Task details:
Begin with the line that holds "Query: brush cutter engine". Output it and all remaining lines of the material, verbatim, ending with the last.

Available data:
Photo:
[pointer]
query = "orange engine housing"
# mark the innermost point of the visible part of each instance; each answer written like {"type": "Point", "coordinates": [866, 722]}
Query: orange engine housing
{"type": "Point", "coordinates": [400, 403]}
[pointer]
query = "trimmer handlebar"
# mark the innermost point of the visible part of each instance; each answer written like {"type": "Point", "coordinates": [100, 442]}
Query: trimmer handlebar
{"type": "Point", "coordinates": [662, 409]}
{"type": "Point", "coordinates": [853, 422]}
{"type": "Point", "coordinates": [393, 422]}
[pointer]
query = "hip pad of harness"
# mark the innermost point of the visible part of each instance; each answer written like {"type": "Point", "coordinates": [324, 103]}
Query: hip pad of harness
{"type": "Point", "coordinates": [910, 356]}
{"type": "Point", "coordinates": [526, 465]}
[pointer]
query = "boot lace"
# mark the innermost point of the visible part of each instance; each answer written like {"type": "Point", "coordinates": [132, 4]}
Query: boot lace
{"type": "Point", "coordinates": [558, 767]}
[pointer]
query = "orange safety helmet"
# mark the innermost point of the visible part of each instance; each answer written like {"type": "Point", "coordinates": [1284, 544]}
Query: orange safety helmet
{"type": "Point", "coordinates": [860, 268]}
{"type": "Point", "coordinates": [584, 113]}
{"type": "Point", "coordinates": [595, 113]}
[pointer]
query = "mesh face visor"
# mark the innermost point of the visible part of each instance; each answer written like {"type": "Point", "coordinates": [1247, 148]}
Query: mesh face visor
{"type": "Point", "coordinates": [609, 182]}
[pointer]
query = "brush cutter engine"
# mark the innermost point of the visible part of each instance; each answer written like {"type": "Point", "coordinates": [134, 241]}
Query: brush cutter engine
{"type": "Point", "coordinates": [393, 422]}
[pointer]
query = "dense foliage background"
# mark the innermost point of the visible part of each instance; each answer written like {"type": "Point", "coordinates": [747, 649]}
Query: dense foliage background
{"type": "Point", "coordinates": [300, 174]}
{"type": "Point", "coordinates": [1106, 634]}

Result of this exercise:
Query: brush cutter engine
{"type": "Point", "coordinates": [393, 422]}
[pointer]
query = "dense foliage background"
# mark the innermost point of the visible part of each instance; each answer written like {"type": "Point", "coordinates": [747, 649]}
Query: dense foliage background
{"type": "Point", "coordinates": [300, 174]}
{"type": "Point", "coordinates": [1106, 634]}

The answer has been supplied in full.